### DATASET RECORDS:
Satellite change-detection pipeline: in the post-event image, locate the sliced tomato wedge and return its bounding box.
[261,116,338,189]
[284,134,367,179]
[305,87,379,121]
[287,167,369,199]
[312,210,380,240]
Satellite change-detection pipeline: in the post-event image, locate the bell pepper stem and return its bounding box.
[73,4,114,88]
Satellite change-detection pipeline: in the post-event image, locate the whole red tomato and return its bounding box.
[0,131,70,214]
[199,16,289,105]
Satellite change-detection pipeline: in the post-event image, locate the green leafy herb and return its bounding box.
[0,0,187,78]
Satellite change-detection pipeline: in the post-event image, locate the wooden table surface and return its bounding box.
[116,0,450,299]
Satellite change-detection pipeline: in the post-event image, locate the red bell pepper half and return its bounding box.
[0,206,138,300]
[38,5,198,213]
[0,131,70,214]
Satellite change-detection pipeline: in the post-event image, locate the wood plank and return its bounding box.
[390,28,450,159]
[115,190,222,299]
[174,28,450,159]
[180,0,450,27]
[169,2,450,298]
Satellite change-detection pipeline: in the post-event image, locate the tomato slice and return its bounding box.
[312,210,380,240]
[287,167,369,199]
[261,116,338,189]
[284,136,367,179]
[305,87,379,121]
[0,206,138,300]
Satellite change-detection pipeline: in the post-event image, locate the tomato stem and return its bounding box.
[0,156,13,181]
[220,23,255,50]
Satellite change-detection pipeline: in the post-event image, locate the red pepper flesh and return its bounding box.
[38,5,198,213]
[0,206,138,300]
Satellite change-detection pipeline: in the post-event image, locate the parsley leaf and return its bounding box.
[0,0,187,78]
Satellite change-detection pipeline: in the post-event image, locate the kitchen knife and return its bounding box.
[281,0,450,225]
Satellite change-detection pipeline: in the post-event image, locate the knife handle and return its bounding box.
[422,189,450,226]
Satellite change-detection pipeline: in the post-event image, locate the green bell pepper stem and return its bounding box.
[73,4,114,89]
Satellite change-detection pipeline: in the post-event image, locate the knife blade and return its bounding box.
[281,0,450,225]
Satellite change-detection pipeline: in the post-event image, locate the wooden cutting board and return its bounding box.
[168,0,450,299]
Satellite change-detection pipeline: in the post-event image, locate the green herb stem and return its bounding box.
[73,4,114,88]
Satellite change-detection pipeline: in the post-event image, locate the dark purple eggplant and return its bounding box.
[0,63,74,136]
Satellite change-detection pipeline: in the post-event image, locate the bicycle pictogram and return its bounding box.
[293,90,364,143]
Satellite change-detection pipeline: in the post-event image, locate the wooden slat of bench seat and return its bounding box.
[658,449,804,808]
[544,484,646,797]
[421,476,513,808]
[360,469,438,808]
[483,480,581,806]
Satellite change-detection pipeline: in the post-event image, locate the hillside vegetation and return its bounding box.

### DO THIS:
Reproduce the material above from its first line through the line containing "[169,2,450,298]", with the request lines unchanged and every bounding-box coordinate shifted up by 8.

### RESPONSE TO THIS EXERCISE:
Satellite change-detection pipeline: in the post-event image, locate the sliced tomato wedge and return its bounding box.
[269,124,346,197]
[292,142,375,187]
[313,95,387,129]
[295,175,377,207]
[320,218,388,248]
Satellite change-detection pipeline: in the post-event image, locate the bell pepper stem and return its bounding box.
[81,12,122,96]
Satellite change-detection pipeline: in the post-event image, locate the whole red tomato and return its bounding box.
[8,139,78,222]
[207,24,297,113]
Satellite change-detection pipeline: in the post-event image, locate the green leafy herb and return its bounding box.
[8,8,195,86]
Satellite change-detection pipeline: in the post-event image, locate the wooden table surface and return its bounding box.
[124,8,458,307]
Satellite change-detection pipeline: in the post-event image, locate the red bell pepper half and return its bounding box.
[8,214,146,308]
[46,13,206,221]
[8,139,78,222]
Satellite change-detection pipeline: in the post-event image, locate the wood plank and return its bounding box.
[398,36,458,167]
[123,198,230,307]
[182,36,458,167]
[188,8,458,35]
[177,10,458,306]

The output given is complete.